## Texto apresentado:
:::::
Pesquisa clínica em pauta no II SP Onco

SPOnco_NET_OK_2.jpgA pesquisa clínica esteve em pauta no 2º Simpósio Paulista de Oncologia (SP Onco II), que aconteceu nos dias 5 e 6 de novembro, em São Paulo. A iniciativa, realizada pelo Instituto do Câncer do Estado de São Paulo (ICESP) em parceria com o Comitê Estadual de Referência em Oncologia, busca incentivar a integração e o desenvolvimento técnico-científico de todos os profissionais envolvidos no tratamento do câncer nos hospitais da rede pública do Estado.

“Nosso principal objetivo é discutir a terapia integrada em oncologia, que ainda hoje reflete um dos maiores desafios do tratamento do câncer. A intenção é que, em um futuro próximo, possamos trabalhar de forma eficiente todos os recursos disponíveis nos diferentes hospitais da rede estadual”, destaca o diretor geral do Icesp, Paulo Hoff.

Na seção programada para discutir Pesquisa em Câncer, o responsável pelo Centro de Investigação Translacional em Oncologia do ICESP, Roger Chammas, falou sobre a produção do conhecimento em câncer no Brasil e as oportunidades para a pesquisa brasileira, e ressaltou que ainda precisamos aprender a publicar melhor e a valorizar o investimento na pesquisa nacional.  
 
Acompanhe a seguir os grandes temas que marcaram a conferência.
:::::
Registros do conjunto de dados
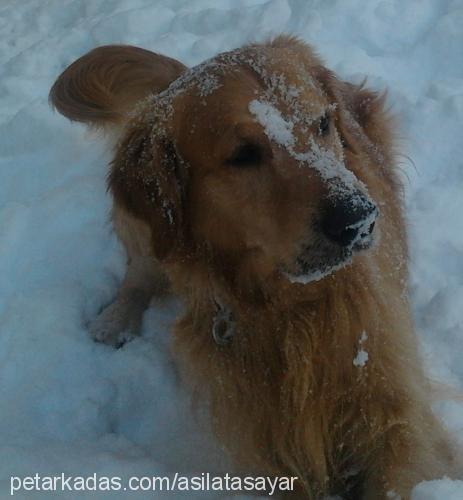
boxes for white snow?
[0,0,463,500]
[353,332,368,368]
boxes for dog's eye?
[318,115,330,135]
[226,142,263,167]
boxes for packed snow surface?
[0,0,463,500]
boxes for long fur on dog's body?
[51,37,460,500]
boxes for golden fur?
[51,36,454,500]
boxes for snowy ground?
[0,0,463,500]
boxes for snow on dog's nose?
[322,191,379,247]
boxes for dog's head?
[110,38,386,288]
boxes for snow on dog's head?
[110,37,383,283]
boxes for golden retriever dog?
[50,36,462,500]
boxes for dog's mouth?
[281,221,378,284]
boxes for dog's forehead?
[146,45,326,131]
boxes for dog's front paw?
[89,300,143,349]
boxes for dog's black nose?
[322,192,378,247]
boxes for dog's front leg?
[89,204,169,347]
[89,257,167,347]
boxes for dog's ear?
[315,66,393,151]
[108,124,188,261]
[49,45,186,127]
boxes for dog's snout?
[322,193,378,247]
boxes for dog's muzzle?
[321,191,379,249]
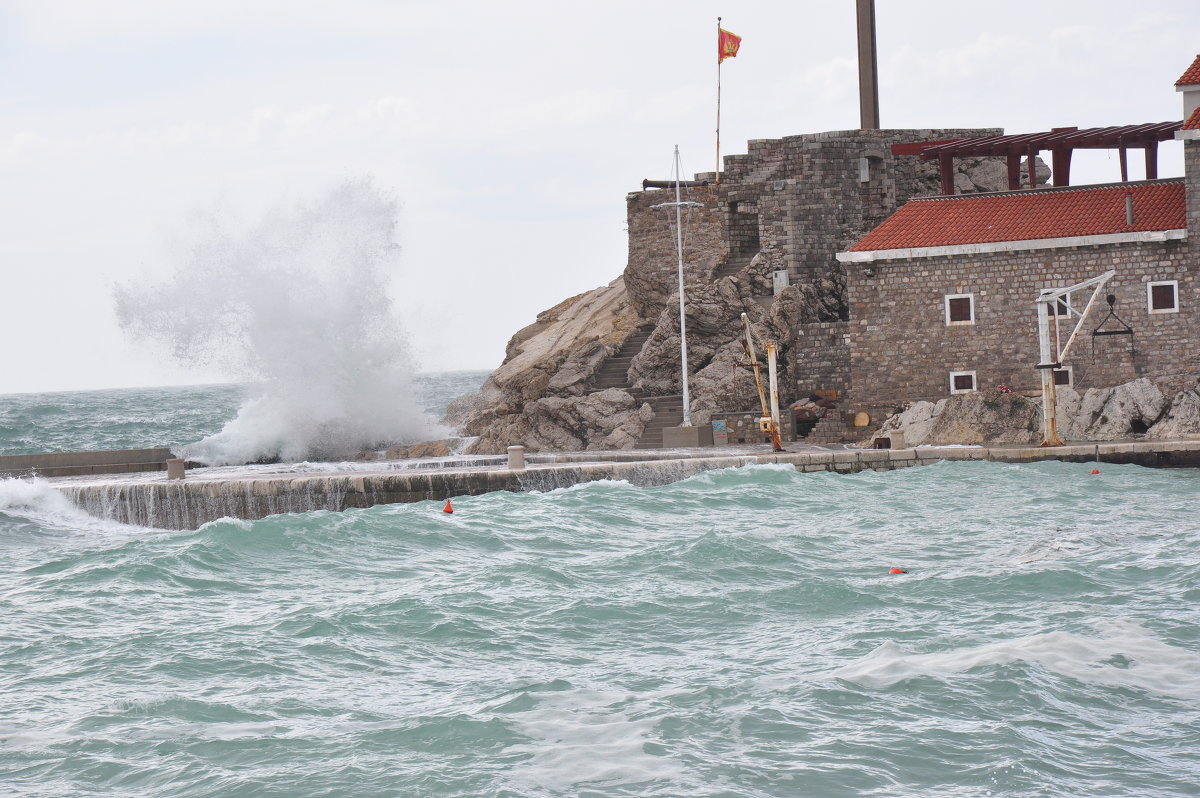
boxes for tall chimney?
[857,0,880,131]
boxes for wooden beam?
[937,152,954,196]
[1050,146,1070,186]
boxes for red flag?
[716,28,742,64]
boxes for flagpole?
[716,17,725,186]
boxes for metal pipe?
[1038,298,1062,446]
[642,178,709,190]
[857,0,880,130]
[676,144,691,427]
[767,341,779,439]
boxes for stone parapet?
[53,440,1200,529]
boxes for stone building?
[838,56,1200,416]
[448,56,1200,452]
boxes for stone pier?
[42,440,1200,529]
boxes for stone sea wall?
[446,128,1027,454]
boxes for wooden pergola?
[892,120,1183,194]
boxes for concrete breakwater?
[52,440,1200,529]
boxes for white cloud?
[0,0,1200,392]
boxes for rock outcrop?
[876,379,1200,446]
[446,131,1049,454]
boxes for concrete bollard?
[509,446,524,470]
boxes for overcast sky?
[7,0,1200,394]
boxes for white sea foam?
[116,181,444,464]
[506,690,683,792]
[829,620,1200,698]
[0,478,139,532]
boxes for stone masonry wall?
[847,240,1200,406]
[790,322,851,397]
[624,187,728,319]
[718,128,1002,281]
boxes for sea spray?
[115,180,442,464]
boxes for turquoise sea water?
[0,371,488,455]
[0,384,1200,798]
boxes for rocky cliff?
[876,378,1200,446]
[446,131,1049,454]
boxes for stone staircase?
[802,410,852,444]
[592,326,654,395]
[634,394,683,449]
[592,326,683,449]
[713,252,758,282]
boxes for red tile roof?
[1175,55,1200,86]
[850,178,1187,252]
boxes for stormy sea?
[0,373,1200,798]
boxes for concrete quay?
[49,440,1200,529]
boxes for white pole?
[676,144,691,427]
[1038,298,1062,446]
[767,341,779,430]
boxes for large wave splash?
[115,180,442,466]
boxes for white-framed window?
[1043,288,1075,319]
[1146,280,1180,313]
[950,371,976,394]
[946,294,974,326]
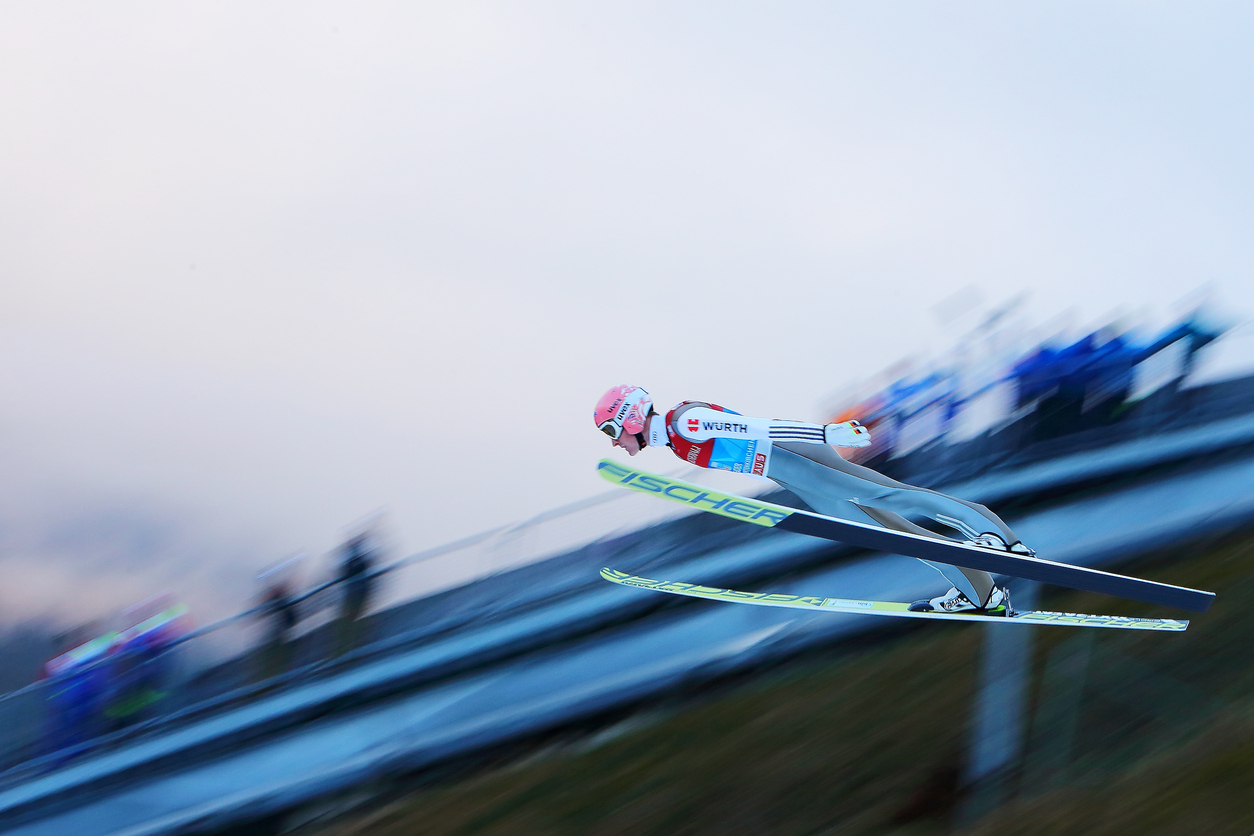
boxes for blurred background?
[0,3,1254,833]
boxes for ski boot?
[967,531,1036,558]
[910,587,1014,615]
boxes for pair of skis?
[598,459,1215,632]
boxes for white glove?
[823,421,870,447]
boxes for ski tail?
[597,459,1215,613]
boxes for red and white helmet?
[592,384,653,439]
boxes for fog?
[0,3,1254,622]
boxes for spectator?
[335,534,375,657]
[257,579,298,682]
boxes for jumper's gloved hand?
[823,421,870,447]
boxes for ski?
[601,569,1189,633]
[597,459,1215,618]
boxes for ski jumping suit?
[650,401,1018,605]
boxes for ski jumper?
[648,401,1018,605]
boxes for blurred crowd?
[829,311,1226,462]
[22,304,1243,767]
[41,530,381,760]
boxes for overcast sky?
[0,0,1254,620]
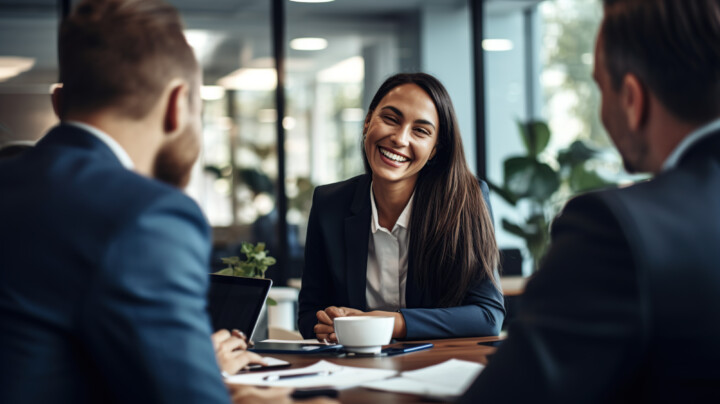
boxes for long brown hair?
[363,73,498,307]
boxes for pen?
[263,370,331,382]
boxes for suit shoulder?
[315,174,369,202]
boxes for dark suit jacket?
[0,125,229,404]
[460,132,720,403]
[298,175,505,339]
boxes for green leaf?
[485,180,518,206]
[240,243,253,255]
[570,165,611,193]
[220,257,240,265]
[505,157,560,201]
[558,140,599,168]
[215,268,233,276]
[517,121,550,157]
[220,242,277,278]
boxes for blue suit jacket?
[298,175,505,339]
[0,125,229,404]
[459,132,720,404]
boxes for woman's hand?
[227,384,340,404]
[314,306,407,342]
[314,306,365,342]
[212,330,265,375]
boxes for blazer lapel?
[345,175,371,311]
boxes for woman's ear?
[363,111,372,136]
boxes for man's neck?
[63,113,162,177]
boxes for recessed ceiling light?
[218,68,277,91]
[0,56,35,81]
[200,86,225,101]
[290,38,327,50]
[483,39,513,52]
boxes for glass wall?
[0,0,58,146]
[0,0,632,283]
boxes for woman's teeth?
[380,147,410,163]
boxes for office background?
[0,0,622,285]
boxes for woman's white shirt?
[365,184,415,311]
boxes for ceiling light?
[200,86,225,101]
[218,69,277,91]
[483,39,513,52]
[317,56,365,83]
[184,29,210,52]
[0,56,35,81]
[290,38,327,50]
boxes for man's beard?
[153,128,200,189]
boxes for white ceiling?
[0,0,540,91]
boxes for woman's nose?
[391,126,412,146]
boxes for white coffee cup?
[333,316,395,354]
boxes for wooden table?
[248,337,500,404]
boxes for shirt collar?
[662,118,720,171]
[63,121,135,170]
[370,182,415,234]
:::::
## Enunciado:
Transcreva, sem alterações, o trecho do texto sobre o II SP Onco que começa nas palavras "Na seção programada" e termina logo após "na pesquisa nacional.".

## Resposta:
Na seção programada para discutir Pesquisa em Câncer, o responsável pelo Centro de Investigação Translacional em Oncologia do ICESP, Roger Chammas, falou sobre a produção do conhecimento em câncer no Brasil e as oportunidades para a pesquisa brasileira, e ressaltou que ainda precisamos aprender a publicar melhor e a valorizar o investimento na pesquisa nacional.